The data -
•••••

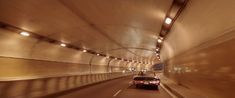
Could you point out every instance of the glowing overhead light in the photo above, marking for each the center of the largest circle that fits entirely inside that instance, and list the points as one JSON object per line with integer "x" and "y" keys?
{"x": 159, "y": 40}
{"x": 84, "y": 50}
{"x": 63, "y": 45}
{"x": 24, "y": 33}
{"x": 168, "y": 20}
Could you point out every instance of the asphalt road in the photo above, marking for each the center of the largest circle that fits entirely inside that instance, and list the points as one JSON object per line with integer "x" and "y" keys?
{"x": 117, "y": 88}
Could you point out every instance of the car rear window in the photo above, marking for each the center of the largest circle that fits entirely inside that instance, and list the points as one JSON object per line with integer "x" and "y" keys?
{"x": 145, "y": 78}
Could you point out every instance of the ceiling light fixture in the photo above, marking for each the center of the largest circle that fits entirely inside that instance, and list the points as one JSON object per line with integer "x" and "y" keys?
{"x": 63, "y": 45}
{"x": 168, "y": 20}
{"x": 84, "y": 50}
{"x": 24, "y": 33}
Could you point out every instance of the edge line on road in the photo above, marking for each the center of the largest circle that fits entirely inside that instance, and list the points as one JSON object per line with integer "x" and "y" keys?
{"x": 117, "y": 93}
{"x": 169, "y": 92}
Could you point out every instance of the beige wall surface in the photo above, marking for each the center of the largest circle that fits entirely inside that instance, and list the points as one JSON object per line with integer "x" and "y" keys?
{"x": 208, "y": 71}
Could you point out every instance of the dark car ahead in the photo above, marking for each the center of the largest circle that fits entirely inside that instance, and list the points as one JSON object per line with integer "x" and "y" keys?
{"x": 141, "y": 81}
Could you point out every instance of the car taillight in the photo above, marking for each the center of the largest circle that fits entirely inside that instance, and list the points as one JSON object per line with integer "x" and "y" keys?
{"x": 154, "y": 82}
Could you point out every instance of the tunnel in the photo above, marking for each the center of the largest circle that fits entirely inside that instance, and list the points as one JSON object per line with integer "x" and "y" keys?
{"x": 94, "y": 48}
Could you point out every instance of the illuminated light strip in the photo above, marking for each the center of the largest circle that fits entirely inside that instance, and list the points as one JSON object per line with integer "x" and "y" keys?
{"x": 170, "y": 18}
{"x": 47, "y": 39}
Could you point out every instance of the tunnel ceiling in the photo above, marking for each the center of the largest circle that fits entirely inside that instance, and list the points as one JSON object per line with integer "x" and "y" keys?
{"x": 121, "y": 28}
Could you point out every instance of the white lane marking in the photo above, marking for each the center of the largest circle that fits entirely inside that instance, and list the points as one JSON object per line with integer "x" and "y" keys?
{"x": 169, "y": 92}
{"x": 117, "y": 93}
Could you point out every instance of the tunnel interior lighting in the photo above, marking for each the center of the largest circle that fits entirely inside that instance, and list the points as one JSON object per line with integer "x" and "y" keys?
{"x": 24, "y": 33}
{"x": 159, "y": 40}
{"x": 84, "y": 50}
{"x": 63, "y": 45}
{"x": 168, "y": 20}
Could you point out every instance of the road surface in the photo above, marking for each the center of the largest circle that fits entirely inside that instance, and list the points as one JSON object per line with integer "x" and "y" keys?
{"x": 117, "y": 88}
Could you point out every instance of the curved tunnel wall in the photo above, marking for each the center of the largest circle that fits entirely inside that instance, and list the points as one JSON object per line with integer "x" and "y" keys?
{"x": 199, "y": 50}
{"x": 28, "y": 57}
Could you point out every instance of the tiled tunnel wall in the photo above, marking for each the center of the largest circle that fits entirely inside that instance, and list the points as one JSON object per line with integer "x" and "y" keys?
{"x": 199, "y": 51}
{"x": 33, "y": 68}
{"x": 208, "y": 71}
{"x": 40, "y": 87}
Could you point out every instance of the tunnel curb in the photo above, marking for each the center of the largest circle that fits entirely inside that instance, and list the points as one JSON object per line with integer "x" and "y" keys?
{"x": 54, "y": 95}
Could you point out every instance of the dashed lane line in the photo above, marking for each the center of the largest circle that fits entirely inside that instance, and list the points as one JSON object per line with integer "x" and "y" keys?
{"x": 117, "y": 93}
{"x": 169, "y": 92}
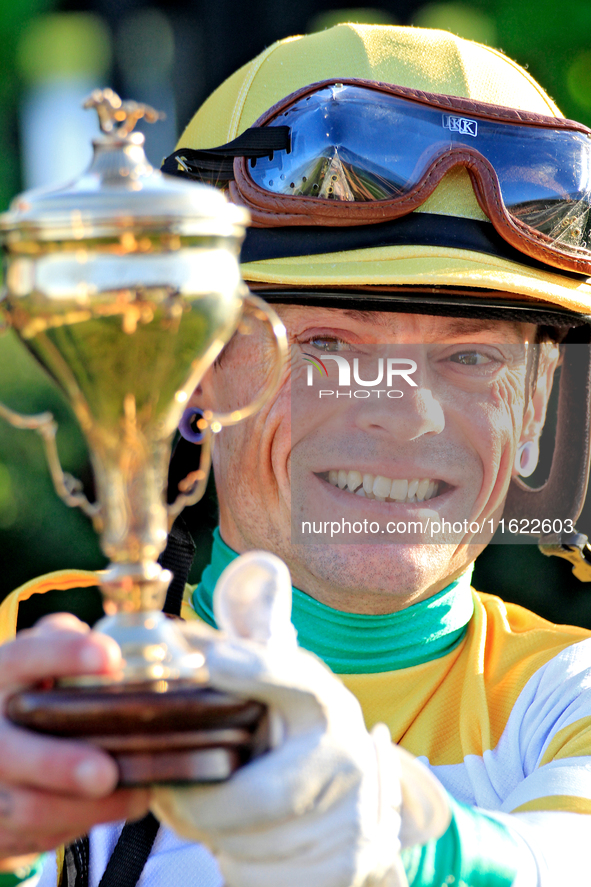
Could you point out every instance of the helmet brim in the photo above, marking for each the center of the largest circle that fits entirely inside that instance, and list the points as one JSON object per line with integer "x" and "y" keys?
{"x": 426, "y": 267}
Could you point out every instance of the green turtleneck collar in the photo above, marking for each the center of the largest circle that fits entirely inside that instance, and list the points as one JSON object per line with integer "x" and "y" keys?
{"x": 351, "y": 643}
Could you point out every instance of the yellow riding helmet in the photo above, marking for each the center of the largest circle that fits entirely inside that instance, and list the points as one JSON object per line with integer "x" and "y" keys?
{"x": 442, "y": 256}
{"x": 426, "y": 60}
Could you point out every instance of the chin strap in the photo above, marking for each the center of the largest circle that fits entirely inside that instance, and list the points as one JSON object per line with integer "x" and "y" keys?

•••••

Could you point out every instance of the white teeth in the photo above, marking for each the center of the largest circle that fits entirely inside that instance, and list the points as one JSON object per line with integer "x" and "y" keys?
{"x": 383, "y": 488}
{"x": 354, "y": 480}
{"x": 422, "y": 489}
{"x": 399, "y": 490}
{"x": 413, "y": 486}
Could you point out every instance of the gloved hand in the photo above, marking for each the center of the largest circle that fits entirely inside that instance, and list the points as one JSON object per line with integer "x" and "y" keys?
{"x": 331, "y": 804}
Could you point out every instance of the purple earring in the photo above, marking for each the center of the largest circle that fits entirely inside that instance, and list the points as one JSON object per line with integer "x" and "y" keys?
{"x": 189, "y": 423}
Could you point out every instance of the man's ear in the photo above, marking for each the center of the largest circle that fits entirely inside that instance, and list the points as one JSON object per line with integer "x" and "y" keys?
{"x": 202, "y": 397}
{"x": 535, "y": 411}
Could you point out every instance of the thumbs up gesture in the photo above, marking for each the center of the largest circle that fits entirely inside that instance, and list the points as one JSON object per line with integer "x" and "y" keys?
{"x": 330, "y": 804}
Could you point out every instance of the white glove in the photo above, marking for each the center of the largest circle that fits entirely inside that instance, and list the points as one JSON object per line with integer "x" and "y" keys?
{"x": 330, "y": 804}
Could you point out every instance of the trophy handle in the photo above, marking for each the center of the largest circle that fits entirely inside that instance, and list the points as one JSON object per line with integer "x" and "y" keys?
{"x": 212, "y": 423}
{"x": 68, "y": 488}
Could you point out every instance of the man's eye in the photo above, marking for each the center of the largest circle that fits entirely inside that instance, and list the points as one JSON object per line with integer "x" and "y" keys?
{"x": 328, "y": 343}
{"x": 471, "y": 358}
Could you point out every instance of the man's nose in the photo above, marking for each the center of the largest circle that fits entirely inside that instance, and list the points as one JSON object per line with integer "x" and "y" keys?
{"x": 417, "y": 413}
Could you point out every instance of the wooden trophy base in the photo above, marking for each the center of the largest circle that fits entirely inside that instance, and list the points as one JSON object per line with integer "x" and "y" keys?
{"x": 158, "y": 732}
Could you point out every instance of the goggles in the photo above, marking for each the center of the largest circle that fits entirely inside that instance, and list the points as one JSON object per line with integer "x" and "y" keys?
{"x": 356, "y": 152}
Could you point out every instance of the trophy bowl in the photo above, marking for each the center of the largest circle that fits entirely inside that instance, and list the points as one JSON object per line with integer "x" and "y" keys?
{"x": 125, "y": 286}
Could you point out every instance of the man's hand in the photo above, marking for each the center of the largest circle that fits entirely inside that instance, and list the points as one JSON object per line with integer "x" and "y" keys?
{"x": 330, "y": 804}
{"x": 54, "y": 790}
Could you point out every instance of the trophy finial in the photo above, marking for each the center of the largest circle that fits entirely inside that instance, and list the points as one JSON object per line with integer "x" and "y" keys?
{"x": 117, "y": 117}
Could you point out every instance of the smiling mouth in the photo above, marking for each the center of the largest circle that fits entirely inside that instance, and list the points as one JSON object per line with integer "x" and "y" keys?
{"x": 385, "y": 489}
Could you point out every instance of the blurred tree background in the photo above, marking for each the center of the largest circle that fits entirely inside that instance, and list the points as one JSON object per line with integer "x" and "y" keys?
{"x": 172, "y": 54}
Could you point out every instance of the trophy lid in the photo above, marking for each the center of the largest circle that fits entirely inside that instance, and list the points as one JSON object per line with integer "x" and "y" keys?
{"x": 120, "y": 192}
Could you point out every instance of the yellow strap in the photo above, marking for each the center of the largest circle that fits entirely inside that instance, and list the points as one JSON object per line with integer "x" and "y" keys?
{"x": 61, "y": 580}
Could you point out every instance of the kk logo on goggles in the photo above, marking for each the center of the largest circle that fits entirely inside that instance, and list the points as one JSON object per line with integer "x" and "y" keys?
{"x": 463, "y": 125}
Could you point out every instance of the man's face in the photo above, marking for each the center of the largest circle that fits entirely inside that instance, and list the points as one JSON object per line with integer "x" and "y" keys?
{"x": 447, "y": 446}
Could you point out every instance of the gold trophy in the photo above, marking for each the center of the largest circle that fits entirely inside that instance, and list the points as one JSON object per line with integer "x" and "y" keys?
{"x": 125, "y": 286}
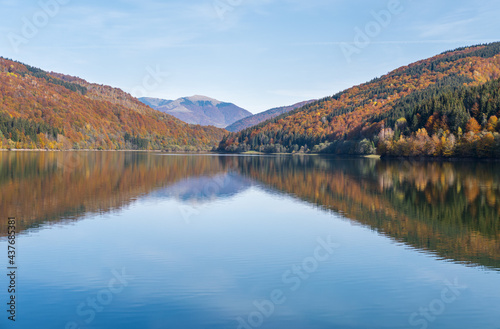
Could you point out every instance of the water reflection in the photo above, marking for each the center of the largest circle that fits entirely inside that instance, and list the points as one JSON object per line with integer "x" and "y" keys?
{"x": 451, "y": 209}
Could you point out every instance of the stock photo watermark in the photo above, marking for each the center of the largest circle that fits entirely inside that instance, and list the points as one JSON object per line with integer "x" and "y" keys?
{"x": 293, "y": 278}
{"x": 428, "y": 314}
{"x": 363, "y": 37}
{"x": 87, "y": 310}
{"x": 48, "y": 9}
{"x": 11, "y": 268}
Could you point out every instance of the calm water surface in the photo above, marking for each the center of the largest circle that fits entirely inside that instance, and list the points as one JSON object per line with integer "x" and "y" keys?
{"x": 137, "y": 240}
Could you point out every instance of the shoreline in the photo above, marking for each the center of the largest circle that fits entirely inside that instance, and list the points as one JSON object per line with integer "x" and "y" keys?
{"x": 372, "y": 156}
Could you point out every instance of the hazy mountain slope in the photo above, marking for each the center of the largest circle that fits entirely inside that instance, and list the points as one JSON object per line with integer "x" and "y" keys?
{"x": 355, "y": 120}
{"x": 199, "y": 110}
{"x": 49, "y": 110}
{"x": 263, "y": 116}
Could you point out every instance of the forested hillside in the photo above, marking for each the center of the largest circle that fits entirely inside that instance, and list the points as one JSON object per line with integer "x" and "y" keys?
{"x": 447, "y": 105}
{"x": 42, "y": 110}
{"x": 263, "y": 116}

•••••

What you should do - Gather each line of the material above that contains the word "lane", and copy those lines out in full.

Solution for this task -
Could you point out every instance of the white lane marking in the photo above, marking for each the center of the largest circle that fits entirely inside that instance, and list the points as one JSON object per line with integer "x" and "y" keys?
Could you point out every instance of the dashed lane line in the photo above, marking for each the center of the largest circle that fits entirely inside that instance, and list the points as one JSON object per line with integer "x" and "y" keys?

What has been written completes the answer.